==== Text
Blickt man nun dagegen auf alle insgesamt 17 Heimspiele in LaLiga und Champions League nach der Corona-Pause, ergibt sich die bereits erwähnte Siegquote von 82,4 Prozent und somit eine deutliche Steigerung um 23,6 Prozent!
Weltweite Heimsieg-Quote gesunken
Das widerspricht sogar klar dem weltweiten Trend, denn wie das CIES Football Observatory ebenfalls herausfand, hat sich die durchschnittliche Heimsieg-Quote in den 66 weltweit besten Ligen von 45,1 Prozent (1. Januar 2019 bis 31. März 2020) auf 42 Prozent (1. April 2020 bis 18. Januar 2021) im Zuge der Geisterspiele verringert.
========
==== Einträge
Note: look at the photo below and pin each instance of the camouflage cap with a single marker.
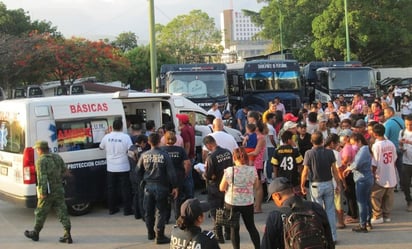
(41, 145)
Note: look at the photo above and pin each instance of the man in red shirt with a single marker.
(187, 132)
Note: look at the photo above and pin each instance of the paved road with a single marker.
(100, 230)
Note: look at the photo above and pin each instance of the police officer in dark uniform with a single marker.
(158, 174)
(287, 161)
(187, 233)
(283, 196)
(50, 170)
(182, 166)
(139, 146)
(216, 162)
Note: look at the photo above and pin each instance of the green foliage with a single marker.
(294, 17)
(189, 36)
(125, 41)
(380, 30)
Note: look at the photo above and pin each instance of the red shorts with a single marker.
(251, 158)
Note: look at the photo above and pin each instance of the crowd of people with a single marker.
(345, 152)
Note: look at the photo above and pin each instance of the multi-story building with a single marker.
(239, 37)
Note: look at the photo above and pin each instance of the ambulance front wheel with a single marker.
(78, 209)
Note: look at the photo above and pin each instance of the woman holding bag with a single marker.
(239, 195)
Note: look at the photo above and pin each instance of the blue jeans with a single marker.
(249, 221)
(121, 179)
(323, 193)
(363, 196)
(156, 207)
(269, 166)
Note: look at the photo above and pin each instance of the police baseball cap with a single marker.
(278, 185)
(193, 208)
(43, 145)
(183, 117)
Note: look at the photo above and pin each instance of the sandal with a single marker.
(349, 220)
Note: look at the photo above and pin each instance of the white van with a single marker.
(74, 126)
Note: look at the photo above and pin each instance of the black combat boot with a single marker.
(67, 237)
(151, 235)
(34, 235)
(219, 234)
(161, 238)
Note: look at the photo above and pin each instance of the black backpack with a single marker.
(302, 229)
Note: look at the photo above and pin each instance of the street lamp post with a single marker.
(153, 63)
(347, 31)
(280, 32)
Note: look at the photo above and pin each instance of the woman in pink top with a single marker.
(239, 195)
(254, 117)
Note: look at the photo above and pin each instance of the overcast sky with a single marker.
(108, 18)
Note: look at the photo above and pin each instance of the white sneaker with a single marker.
(377, 221)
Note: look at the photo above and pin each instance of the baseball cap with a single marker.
(290, 117)
(360, 123)
(170, 137)
(278, 185)
(41, 145)
(193, 208)
(136, 127)
(183, 117)
(322, 118)
(302, 124)
(289, 125)
(345, 133)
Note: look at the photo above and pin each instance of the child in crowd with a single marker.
(250, 141)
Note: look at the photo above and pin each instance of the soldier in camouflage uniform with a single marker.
(50, 169)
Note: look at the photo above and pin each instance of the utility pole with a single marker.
(153, 57)
(347, 31)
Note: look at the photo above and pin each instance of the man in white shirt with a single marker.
(405, 144)
(117, 144)
(223, 139)
(214, 110)
(383, 167)
(279, 106)
(271, 142)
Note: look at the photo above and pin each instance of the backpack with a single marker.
(303, 229)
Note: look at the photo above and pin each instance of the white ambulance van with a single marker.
(74, 126)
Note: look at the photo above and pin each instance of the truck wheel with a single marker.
(77, 209)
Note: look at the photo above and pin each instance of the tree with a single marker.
(188, 36)
(380, 32)
(78, 57)
(125, 41)
(139, 57)
(294, 18)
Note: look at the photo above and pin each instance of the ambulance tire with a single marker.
(78, 209)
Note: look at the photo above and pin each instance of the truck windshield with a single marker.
(11, 135)
(260, 81)
(197, 85)
(351, 79)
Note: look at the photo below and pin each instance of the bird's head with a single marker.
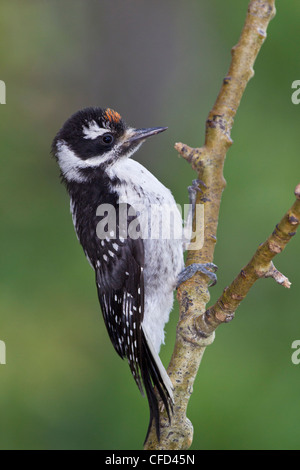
(94, 139)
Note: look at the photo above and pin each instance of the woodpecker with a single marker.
(135, 275)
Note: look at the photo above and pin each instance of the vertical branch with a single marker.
(208, 162)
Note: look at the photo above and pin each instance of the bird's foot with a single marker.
(208, 269)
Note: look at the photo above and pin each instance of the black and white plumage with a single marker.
(135, 277)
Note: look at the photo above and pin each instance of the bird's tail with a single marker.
(154, 375)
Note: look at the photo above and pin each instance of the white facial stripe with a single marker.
(70, 163)
(93, 131)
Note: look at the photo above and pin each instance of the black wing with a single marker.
(120, 285)
(119, 268)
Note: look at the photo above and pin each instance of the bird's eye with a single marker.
(107, 139)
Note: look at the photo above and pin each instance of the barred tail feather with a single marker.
(155, 375)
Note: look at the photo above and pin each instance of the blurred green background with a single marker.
(157, 63)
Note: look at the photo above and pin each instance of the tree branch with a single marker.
(195, 329)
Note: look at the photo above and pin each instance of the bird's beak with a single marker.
(141, 134)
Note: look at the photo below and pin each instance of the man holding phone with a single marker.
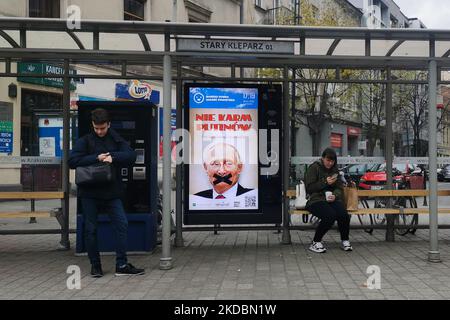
(326, 200)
========
--- Aufgaben ---
(a) Wie hoch war laut dem Text über die Heimsiege die Siegquote in allen 17 Heimspielen nach der Corona-Pause?
(b) Warum widerspricht die Siegquote von 82,4 Prozent dem weltweiten Trend? Erkläre es in ein bis drei Sätzen anhand des Textes über die Heimsiege.
(c) Schreib den Text über die Heimsiege nach seinem letzten Satz weiter.

--- Antworten ---
(a) Sie lag bei 82,4 Prozent.

(b) Nach Angaben des CIES Football Observatory ist die durchschnittliche Heimsieg-Quote in den 66 weltweit besten Ligen während der Geisterspiele gesunken, und zwar von 45,1 Prozent auf 42 Prozent. Die 82,4 Prozent bedeuten dagegen eine deutliche Steigerung um 23,6 Prozent.

(c)
Womit diese Trendwende der Königlichen wohl zu erklären ist? Fühlt man sich im kleinen und gemütlichen Di Stéfano wohler? Kann man ohne den Druck der Zuschauer befreiter aufspielen? Oder beides? Fakt ist: So sehr einem die unvergleichliche und nervenkitzelnde Atmosphäre eines vollbesetzten Bernabéus fehlen mag – für den sportlichen Erfolg geht es bei Ramos und Co. scheinbar auch ein paar Stufen kleiner und leiser.